## Problem statement
In the entries that follow, find the line containing "Query: white blouse"; from there, copy every line exactly through the line containing "the form (625,139);".

## Data
··········
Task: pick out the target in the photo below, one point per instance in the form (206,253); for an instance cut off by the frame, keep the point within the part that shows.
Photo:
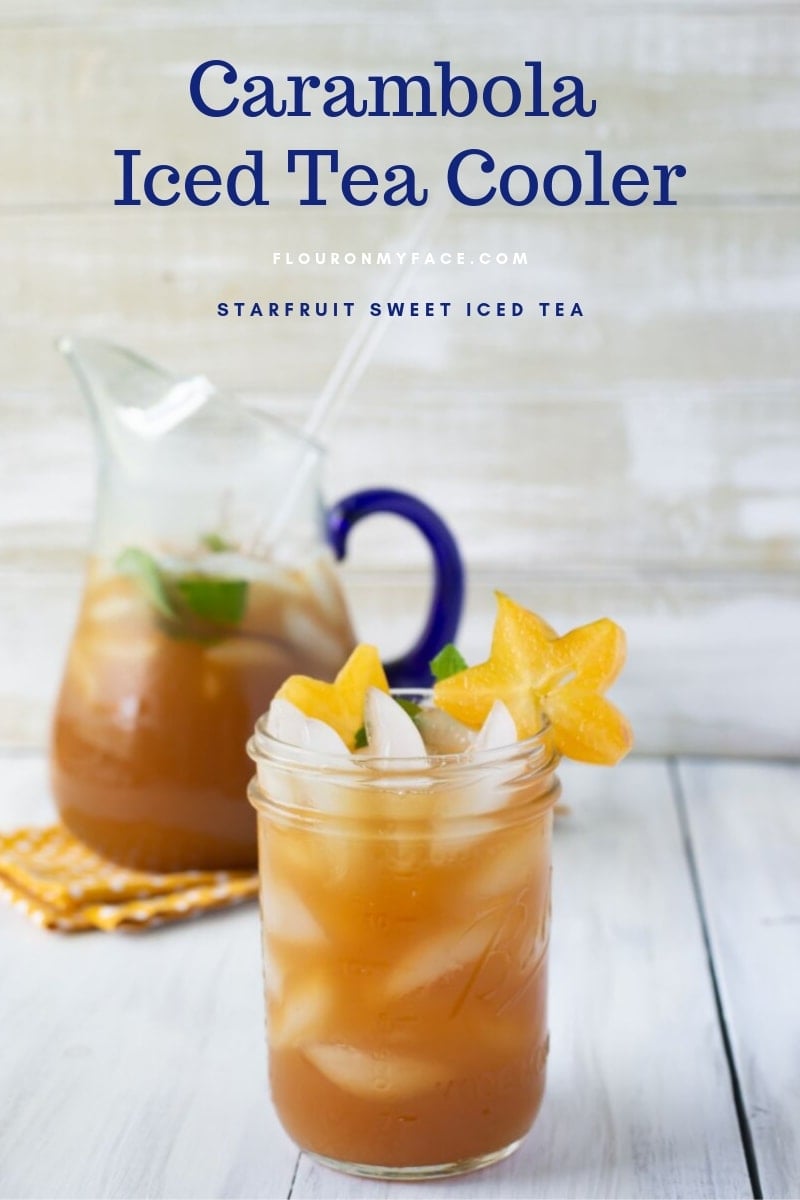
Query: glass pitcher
··········
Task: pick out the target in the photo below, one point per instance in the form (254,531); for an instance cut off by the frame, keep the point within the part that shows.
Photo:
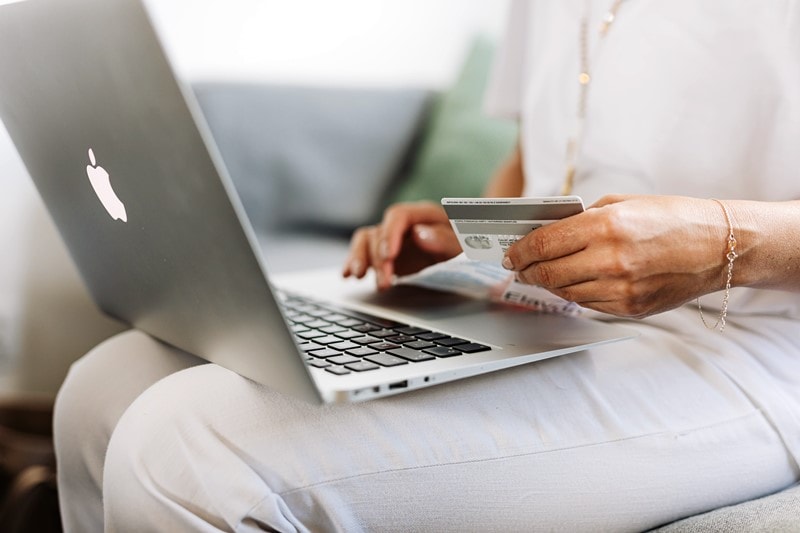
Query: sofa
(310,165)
··········
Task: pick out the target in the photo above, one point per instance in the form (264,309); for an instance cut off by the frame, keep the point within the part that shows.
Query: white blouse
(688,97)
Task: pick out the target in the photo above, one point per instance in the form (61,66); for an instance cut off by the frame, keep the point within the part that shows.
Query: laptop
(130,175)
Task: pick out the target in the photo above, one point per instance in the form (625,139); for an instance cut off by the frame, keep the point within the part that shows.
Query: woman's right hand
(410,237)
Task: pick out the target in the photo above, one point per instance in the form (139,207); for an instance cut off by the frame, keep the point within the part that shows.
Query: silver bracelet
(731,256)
··········
## Answer space
Query: white blouse
(688,97)
Task: pick out the target in the photo above, one point per instance in the form (61,66); for an instance cut off by the frame, keep the point within the part that shows.
Query: laptop
(130,175)
Task: pick out the target in the photo above, one point per instance in the form (625,139); for an instance cut off by the frame, keep the point within the part that shows.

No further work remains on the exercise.